Trecho citado:
04/03/2006
– A possibilidade de grupos estrangeiros entrarem
no Brasil para produzir álcool é
bem vista pela União da Agroindústria
Canavieira de São Paulo (Unica). De
acordo com o diretor técnico da entidade,
Antonio de Pádua Rodrigues, se há
interesse dos mercados estrangeiros em produzir
no país é porque o produto já
atingiu um nível de excelência
e por isso vem sendo valorizado, principalmente
por grupos privados. Em entrevista à
Agência Brasil, Pádua falou ainda
sobre os estoques reguladores que, para ele,
devem ser estimulados, não apenas para
garantir estabilidade nos preços, mas
também volume de oferta em momentos
críticos.
Agência Brasil:
Qual é a avaliação da
Unica sobre o interesse de mercados estrangeiros
em entrar no Brasil para produzir álcool?
Antonio de Pádua Rodrigues:
Nós achamos positivo, porque se existe
alguém de fora querendo produzir álcool
no Brasil é sinal de que nosso produto
é bom, que o nosso negocio é
bom. Não temos que nos preocupar, é
sinal de que nosso negócio está
sendo valorizado. Toda essa expansão
que está acontecendo hoje não
é de grupo estrangeiro, é de
grupo privado. Existem alguns financiamentos
estrangeiros, mas o nível de gerência
e unidade produtora de capital estrangeiro
hoje não chega a cinco unidades num
universo de 350 unidades. Então prevalece
o capital nacional. Esse interesse do capital
estrangeiro em vir produzir álcool
no Brasil é positivo porque mostra
que nosso negócio vale dinheiro.
ABr: Como se seria
a formação de estoques de álcool
no Brasil? Quem arcaria com as despesas?

Dados fornecidos:

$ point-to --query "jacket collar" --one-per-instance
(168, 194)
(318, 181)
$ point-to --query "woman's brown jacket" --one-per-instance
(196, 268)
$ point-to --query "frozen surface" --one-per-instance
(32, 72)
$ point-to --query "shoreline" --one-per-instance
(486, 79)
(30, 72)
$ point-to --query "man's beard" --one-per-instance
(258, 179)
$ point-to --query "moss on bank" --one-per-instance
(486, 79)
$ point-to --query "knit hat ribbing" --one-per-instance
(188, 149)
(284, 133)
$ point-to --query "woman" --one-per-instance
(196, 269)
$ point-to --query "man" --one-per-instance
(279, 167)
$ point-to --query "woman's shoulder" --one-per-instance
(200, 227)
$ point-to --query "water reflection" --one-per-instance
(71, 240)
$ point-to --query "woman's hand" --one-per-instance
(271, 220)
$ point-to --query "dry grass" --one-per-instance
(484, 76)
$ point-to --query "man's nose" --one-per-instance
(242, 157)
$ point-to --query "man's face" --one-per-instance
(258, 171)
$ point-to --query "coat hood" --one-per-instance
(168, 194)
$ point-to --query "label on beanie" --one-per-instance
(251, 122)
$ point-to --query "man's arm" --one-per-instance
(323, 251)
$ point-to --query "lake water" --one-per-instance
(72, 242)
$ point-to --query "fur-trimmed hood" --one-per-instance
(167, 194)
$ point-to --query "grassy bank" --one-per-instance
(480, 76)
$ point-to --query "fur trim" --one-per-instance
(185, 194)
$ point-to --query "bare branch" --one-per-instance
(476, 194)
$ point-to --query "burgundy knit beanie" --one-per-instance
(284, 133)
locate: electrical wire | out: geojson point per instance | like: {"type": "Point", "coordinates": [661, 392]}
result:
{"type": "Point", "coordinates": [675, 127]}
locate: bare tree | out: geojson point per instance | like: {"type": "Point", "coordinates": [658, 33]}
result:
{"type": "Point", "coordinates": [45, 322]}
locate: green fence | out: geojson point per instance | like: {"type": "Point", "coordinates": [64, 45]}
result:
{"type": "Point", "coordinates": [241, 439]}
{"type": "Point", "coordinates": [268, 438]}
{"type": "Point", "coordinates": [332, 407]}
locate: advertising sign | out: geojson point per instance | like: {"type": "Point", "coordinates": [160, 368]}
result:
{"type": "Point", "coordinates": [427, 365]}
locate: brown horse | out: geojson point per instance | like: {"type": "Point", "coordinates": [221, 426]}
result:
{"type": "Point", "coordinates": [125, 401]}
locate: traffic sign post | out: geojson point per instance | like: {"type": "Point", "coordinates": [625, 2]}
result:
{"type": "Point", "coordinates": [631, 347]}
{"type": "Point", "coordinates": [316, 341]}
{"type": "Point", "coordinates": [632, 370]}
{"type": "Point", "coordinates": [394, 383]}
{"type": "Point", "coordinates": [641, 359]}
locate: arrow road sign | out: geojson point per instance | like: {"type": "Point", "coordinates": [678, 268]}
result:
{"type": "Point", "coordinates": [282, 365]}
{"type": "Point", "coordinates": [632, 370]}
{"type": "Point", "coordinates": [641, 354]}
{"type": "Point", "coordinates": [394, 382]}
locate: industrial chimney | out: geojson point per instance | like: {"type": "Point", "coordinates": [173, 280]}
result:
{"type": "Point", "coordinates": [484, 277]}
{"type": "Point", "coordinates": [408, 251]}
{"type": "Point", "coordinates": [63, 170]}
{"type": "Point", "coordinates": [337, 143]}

Pedido: Por favor, passe para o inglês esta frase do trecho citado: "Esse interesse do capital estrangeiro em vir produzir álcool no Brasil é positivo porque mostra que nosso negócio vale dinheiro." As linhas são um material à parte, sem relação com o trecho citado.

Resposta: This interest of foreign capital in coming to produce alcohol in Brazil is positive because it shows that our business is worth money.